-- BEGIN Provided data --

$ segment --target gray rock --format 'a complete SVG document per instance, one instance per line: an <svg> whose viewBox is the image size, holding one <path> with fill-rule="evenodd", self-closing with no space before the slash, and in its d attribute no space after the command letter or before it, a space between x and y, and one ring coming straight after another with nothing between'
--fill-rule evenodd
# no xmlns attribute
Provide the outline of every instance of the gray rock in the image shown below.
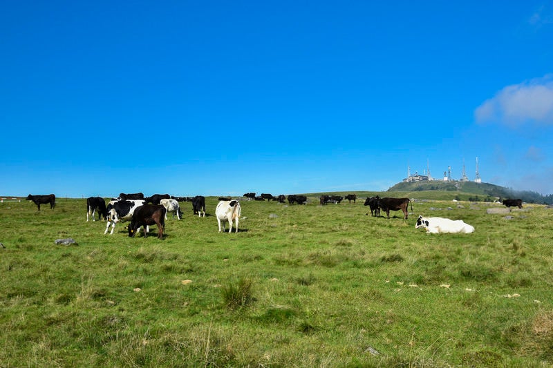
<svg viewBox="0 0 553 368"><path fill-rule="evenodd" d="M486 210L486 213L489 215L504 215L510 213L511 211L507 208L492 207Z"/></svg>
<svg viewBox="0 0 553 368"><path fill-rule="evenodd" d="M70 244L79 245L73 238L68 238L66 239L56 239L55 241L54 241L54 243L57 244L62 244L64 245L69 245Z"/></svg>

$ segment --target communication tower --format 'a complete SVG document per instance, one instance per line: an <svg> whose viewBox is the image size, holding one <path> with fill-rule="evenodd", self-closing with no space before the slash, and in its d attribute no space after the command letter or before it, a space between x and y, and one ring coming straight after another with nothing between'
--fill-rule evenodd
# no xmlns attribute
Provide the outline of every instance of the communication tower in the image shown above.
<svg viewBox="0 0 553 368"><path fill-rule="evenodd" d="M478 172L478 157L476 157L476 176L474 178L475 183L481 183L482 179L480 177L480 173Z"/></svg>
<svg viewBox="0 0 553 368"><path fill-rule="evenodd" d="M465 171L465 159L462 159L462 177L461 182L468 182L469 177L467 176L467 171Z"/></svg>

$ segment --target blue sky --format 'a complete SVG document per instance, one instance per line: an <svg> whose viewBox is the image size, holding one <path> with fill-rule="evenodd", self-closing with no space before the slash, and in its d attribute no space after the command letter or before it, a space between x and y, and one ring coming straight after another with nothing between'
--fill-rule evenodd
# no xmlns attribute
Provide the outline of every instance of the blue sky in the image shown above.
<svg viewBox="0 0 553 368"><path fill-rule="evenodd" d="M553 193L553 1L4 1L0 195Z"/></svg>

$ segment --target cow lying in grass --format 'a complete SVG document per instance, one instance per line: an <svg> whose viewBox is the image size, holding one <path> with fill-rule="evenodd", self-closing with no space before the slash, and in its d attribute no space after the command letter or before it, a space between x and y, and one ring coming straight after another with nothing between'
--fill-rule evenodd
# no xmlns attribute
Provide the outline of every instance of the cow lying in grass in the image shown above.
<svg viewBox="0 0 553 368"><path fill-rule="evenodd" d="M423 217L419 216L415 229L424 227L427 233L437 234L438 233L468 233L474 231L474 227L465 224L462 220L453 220L443 217Z"/></svg>

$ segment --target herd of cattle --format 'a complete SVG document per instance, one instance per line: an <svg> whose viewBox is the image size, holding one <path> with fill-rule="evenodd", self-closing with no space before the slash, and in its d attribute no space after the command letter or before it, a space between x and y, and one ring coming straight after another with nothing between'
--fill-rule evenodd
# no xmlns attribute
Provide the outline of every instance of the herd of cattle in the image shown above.
<svg viewBox="0 0 553 368"><path fill-rule="evenodd" d="M294 203L305 204L307 197L301 195L290 195L286 197L284 195L273 196L271 194L262 193L258 197L255 193L245 193L244 197L248 200L274 200L280 203L285 203L288 200L290 204ZM321 204L328 203L338 204L344 199L351 203L355 203L357 195L348 194L346 197L339 195L321 195L319 198ZM33 202L40 211L40 205L49 204L50 208L55 207L56 196L54 194L47 195L29 195L26 200ZM147 236L149 226L157 225L158 238L163 239L165 227L165 220L167 220L167 213L170 213L178 220L181 219L182 212L180 211L179 202L191 202L192 211L194 215L205 217L205 197L203 195L196 197L173 197L169 194L154 194L151 197L145 197L142 193L120 193L117 198L112 199L107 205L104 198L101 197L90 197L86 199L86 221L91 218L95 221L95 213L98 213L98 220L103 217L107 222L106 234L111 226L110 235L113 234L115 224L121 221L129 221L127 226L129 236L134 238L140 231L140 228L144 229L144 237ZM522 209L521 200L505 200L502 202L507 207L516 206ZM380 216L380 211L386 213L387 217L390 218L391 211L402 211L404 219L407 220L409 215L408 207L411 204L411 212L413 204L409 198L392 198L379 196L367 197L364 205L371 209L371 216ZM225 231L225 223L229 223L229 233L232 232L233 224L235 232L238 233L238 220L241 216L240 202L237 200L227 197L219 197L219 202L215 209L215 215L219 227L219 232ZM367 213L368 215L368 213ZM221 229L221 225L223 229ZM452 220L442 217L423 217L419 216L415 226L416 229L424 228L427 233L472 233L474 227L465 223L462 220Z"/></svg>

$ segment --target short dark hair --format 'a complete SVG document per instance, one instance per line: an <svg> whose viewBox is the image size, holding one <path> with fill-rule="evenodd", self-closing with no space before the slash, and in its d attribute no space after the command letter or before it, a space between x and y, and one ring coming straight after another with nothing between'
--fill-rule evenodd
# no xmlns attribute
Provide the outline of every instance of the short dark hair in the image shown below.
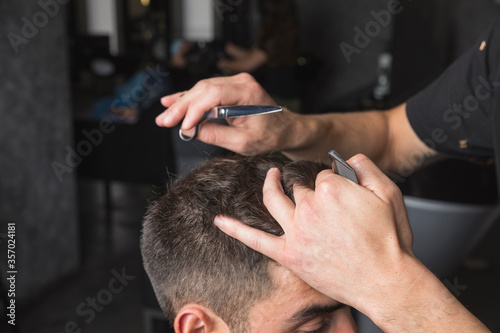
<svg viewBox="0 0 500 333"><path fill-rule="evenodd" d="M177 180L148 209L141 250L159 304L173 323L188 303L214 311L243 332L249 308L269 297L271 260L227 236L214 224L217 215L282 235L283 229L263 204L267 171L282 171L285 193L294 184L314 188L328 167L308 161L286 163L277 157L214 158Z"/></svg>

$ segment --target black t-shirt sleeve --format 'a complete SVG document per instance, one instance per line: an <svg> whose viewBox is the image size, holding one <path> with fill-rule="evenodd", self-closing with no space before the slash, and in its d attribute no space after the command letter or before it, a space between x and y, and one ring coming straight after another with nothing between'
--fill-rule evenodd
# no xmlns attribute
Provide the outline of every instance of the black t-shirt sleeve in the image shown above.
<svg viewBox="0 0 500 333"><path fill-rule="evenodd" d="M494 155L499 57L500 20L436 81L408 100L408 119L423 142L453 156Z"/></svg>

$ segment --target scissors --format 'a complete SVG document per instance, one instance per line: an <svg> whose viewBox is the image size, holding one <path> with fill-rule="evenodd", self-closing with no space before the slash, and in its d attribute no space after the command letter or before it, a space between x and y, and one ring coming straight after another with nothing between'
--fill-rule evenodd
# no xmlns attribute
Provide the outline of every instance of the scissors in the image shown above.
<svg viewBox="0 0 500 333"><path fill-rule="evenodd" d="M328 156L332 162L333 172L359 184L356 171L335 150L330 150Z"/></svg>
<svg viewBox="0 0 500 333"><path fill-rule="evenodd" d="M182 134L182 129L179 129L179 137L182 141L192 141L198 135L198 129L200 124L205 120L209 119L221 119L221 118L239 118L248 116L258 116L261 114L271 114L276 112L281 112L283 109L281 106L273 105L236 105L236 106L216 106L210 111L205 112L203 117L194 127L193 136L187 136Z"/></svg>

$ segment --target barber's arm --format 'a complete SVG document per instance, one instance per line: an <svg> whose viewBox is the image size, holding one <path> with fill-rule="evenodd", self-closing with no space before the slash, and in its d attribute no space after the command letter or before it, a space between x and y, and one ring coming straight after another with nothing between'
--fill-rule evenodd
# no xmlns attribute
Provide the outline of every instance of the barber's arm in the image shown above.
<svg viewBox="0 0 500 333"><path fill-rule="evenodd" d="M182 123L190 135L203 113L219 105L271 104L276 102L249 74L213 78L191 90L164 97L168 109L156 122L173 127ZM198 139L243 155L282 151L291 159L328 161L335 148L345 158L363 153L384 171L399 173L410 161L417 168L435 155L413 132L406 117L406 105L389 111L299 115L284 112L231 120L231 126L205 122Z"/></svg>
<svg viewBox="0 0 500 333"><path fill-rule="evenodd" d="M385 332L488 332L414 256L394 183L363 155L349 163L362 186L323 171L314 190L294 188L295 203L283 193L279 171L270 170L264 202L281 237L228 218L215 223Z"/></svg>

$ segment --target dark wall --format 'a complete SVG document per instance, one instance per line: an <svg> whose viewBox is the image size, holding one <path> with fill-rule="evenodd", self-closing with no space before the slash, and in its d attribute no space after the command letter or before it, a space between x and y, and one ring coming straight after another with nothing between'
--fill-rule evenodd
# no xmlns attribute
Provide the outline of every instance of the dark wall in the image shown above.
<svg viewBox="0 0 500 333"><path fill-rule="evenodd" d="M17 301L79 258L74 176L58 179L52 168L71 145L66 2L46 11L37 0L0 3L0 233L16 223Z"/></svg>

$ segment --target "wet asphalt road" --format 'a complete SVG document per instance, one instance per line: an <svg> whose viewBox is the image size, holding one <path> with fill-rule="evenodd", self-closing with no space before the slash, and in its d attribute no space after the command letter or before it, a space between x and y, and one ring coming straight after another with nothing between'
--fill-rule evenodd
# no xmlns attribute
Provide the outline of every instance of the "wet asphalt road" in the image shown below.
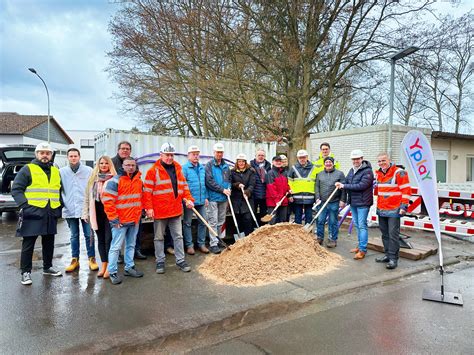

-- END Provided data --

**Aim of the exercise**
Copy out word for word the lines of the items from the very beginning through the line containing "Provide the outline of every instance of the gray", including both ends.

**Solution to this problem**
$ segment --target gray rock --format 'a complete SVG document per instance, one instance per line: an <svg> whose viewBox is the image size, holding one <path> with fill-rule="evenodd", self-closing with no space before the slash, and in its d attribute no space after the command letter or before it, a space between x and y, and one ring coming straight after another with nothing between'
--fill-rule evenodd
# no xmlns attribute
Provide the outline of every instance of the gray rock in the image shown below.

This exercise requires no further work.